> **Problem to solve**: Across the entries below, count the lines in which the word "branch" occurs. Reply with the count alone.

> **Image-grounded pointing data**:
********
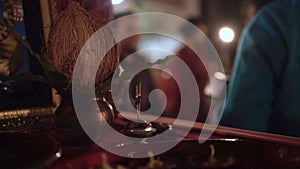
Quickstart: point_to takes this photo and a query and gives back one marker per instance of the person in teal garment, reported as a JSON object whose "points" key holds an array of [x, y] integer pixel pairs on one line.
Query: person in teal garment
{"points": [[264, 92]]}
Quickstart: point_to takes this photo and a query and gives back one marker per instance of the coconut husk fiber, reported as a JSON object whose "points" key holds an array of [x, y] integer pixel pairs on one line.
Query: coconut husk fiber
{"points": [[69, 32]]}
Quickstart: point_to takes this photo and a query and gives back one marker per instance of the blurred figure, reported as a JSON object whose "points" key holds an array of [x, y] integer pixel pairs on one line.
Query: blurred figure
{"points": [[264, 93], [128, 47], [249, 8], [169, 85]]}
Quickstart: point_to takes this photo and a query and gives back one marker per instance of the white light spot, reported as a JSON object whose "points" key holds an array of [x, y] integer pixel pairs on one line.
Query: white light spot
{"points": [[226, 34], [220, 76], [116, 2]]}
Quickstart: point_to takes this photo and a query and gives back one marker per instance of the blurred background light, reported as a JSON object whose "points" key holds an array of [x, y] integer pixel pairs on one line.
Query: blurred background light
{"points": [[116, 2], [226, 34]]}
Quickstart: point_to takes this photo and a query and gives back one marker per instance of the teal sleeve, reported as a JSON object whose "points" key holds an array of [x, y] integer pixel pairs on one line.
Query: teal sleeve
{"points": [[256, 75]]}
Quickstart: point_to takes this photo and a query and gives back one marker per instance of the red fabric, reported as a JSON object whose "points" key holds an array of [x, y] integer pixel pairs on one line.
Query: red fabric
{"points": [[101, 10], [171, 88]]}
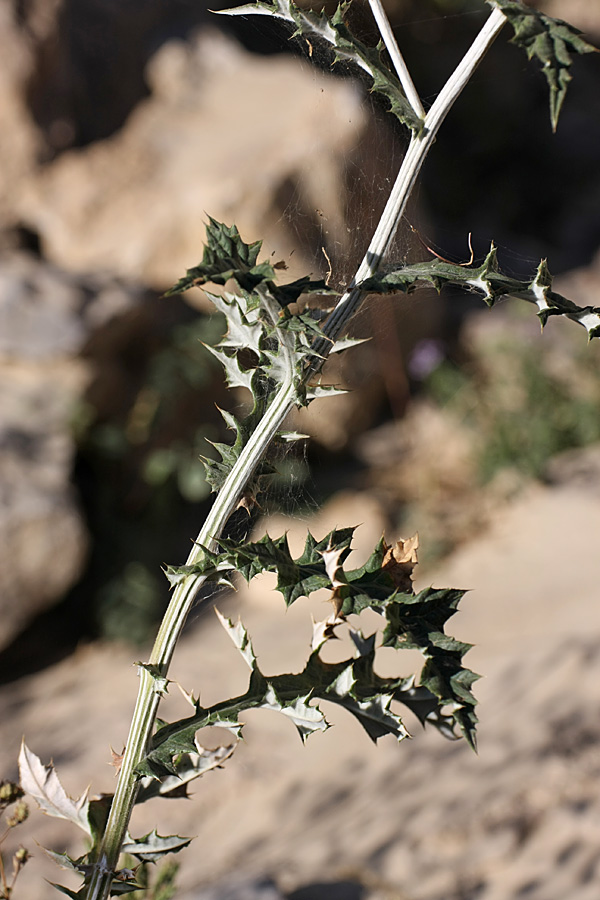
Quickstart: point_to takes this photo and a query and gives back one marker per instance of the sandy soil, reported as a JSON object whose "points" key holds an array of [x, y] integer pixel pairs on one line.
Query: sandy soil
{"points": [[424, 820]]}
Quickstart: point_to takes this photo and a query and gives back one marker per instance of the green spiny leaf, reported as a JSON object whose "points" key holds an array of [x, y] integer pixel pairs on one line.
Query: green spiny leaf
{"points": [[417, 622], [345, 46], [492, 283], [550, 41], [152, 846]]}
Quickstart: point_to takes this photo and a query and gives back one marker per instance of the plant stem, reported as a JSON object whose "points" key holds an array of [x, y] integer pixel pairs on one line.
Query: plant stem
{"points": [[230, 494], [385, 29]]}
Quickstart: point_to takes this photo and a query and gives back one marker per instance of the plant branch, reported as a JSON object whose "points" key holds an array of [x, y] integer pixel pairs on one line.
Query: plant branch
********
> **Response to this exercise**: 2